Part of a data file
----------------------------------------
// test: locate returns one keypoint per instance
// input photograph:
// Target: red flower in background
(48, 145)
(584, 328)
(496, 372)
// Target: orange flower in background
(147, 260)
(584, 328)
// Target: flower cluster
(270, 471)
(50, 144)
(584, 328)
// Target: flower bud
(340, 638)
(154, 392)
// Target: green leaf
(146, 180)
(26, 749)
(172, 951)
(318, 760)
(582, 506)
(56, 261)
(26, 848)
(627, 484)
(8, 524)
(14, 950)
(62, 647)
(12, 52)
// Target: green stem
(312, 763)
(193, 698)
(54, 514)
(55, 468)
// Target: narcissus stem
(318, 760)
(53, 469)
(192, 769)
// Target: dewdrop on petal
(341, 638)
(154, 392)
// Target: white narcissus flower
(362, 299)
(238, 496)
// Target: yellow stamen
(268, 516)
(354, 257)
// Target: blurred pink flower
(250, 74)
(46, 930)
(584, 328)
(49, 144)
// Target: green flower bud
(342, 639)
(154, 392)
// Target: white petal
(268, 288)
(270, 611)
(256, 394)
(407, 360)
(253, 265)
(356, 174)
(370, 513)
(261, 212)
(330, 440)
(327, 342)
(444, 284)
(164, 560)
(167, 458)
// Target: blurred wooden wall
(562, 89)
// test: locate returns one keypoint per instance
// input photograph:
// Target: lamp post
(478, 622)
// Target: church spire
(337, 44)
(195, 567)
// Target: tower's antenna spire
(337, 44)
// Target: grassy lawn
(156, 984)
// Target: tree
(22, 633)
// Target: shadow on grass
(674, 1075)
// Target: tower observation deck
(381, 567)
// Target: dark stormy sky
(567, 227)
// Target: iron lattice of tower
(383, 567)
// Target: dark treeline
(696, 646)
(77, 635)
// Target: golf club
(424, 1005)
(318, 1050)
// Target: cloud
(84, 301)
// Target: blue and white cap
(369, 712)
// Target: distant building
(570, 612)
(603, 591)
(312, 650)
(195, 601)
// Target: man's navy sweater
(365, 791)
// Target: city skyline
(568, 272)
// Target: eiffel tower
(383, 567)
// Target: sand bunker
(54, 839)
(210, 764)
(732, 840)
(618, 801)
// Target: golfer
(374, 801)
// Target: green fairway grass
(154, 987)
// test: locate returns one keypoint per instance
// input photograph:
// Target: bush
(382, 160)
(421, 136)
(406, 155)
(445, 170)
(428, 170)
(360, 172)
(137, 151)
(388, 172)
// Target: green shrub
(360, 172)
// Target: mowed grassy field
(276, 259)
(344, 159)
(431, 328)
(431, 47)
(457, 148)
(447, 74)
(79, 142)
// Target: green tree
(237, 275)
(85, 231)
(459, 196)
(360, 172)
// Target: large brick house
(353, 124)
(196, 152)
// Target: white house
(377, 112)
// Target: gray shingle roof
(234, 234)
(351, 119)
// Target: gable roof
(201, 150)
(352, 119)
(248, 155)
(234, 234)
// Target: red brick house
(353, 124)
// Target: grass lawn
----------------------------------------
Everything in the listing above should be restated exactly.

Result for this exercise =>
// test: locate returns one keypoint per instance
// input photograph:
// Target: red flower in background
(48, 145)
(584, 328)
(496, 372)
// Target: orange flower in background
(147, 260)
(584, 328)
// Target: flower cluster
(270, 471)
(50, 144)
(584, 328)
// Target: flower bud
(340, 638)
(154, 392)
// Target: green leaf
(146, 180)
(26, 749)
(172, 951)
(318, 760)
(582, 506)
(56, 261)
(26, 848)
(627, 484)
(8, 524)
(14, 950)
(62, 647)
(12, 52)
// Target: green stem
(312, 763)
(193, 698)
(54, 514)
(55, 468)
// Target: narcissus stem
(318, 760)
(53, 469)
(192, 769)
// Target: dewdrop on petal
(341, 638)
(154, 392)
// Target: white narcissus flower
(362, 299)
(238, 496)
// Target: yellow stamen
(268, 516)
(354, 257)
// Target: blurred pink flower
(250, 74)
(46, 930)
(584, 328)
(49, 144)
// Target: green flower bud
(342, 639)
(154, 392)
// Target: white petal
(268, 288)
(270, 611)
(256, 394)
(407, 360)
(253, 265)
(356, 174)
(370, 513)
(261, 212)
(330, 440)
(327, 342)
(444, 284)
(164, 560)
(167, 458)
// Target: blurred wooden wall
(562, 89)
// test: locate returns one keypoint per instance
// input photograph:
// Target: lamp post
(478, 622)
// Target: church spire
(337, 44)
(195, 567)
// Target: tower's antenna spire
(337, 44)
// Target: grassy lawn
(156, 984)
// Target: tree
(22, 633)
// Target: shadow on grass
(674, 1075)
// Target: tower observation deck
(381, 567)
// Target: dark stormy sky
(567, 227)
// Target: iron lattice of tower
(383, 567)
// Target: dark treeline
(696, 646)
(77, 635)
// Target: golf club
(424, 1005)
(318, 1050)
// Target: cloud
(84, 301)
// Target: blue and white cap
(369, 712)
// Target: distant building
(570, 612)
(603, 591)
(312, 650)
(195, 601)
// Target: man's navy sweater
(365, 791)
// Target: city skyline
(568, 272)
// Target: eiffel tower
(383, 567)
// Target: sand bunker
(54, 839)
(210, 764)
(732, 840)
(618, 801)
// Target: golfer
(374, 801)
// Target: green fairway grass
(154, 987)
// test: locate returns one keypoint per instance
// input photograph:
// Target: bush
(382, 160)
(421, 136)
(406, 155)
(445, 170)
(428, 170)
(360, 172)
(137, 151)
(388, 172)
// Target: green shrub
(360, 172)
// Target: mowed grassy field
(276, 259)
(344, 159)
(431, 328)
(431, 47)
(457, 148)
(447, 74)
(79, 142)
// Target: green tree
(237, 275)
(85, 231)
(459, 196)
(360, 172)
// Target: large brick house
(353, 124)
(196, 152)
// Target: white house
(377, 112)
// Target: gray shingle roof
(234, 234)
(351, 119)
// Target: gable roof
(201, 150)
(352, 119)
(248, 155)
(234, 234)
// Target: red brick house
(353, 124)
// Target: grass lawn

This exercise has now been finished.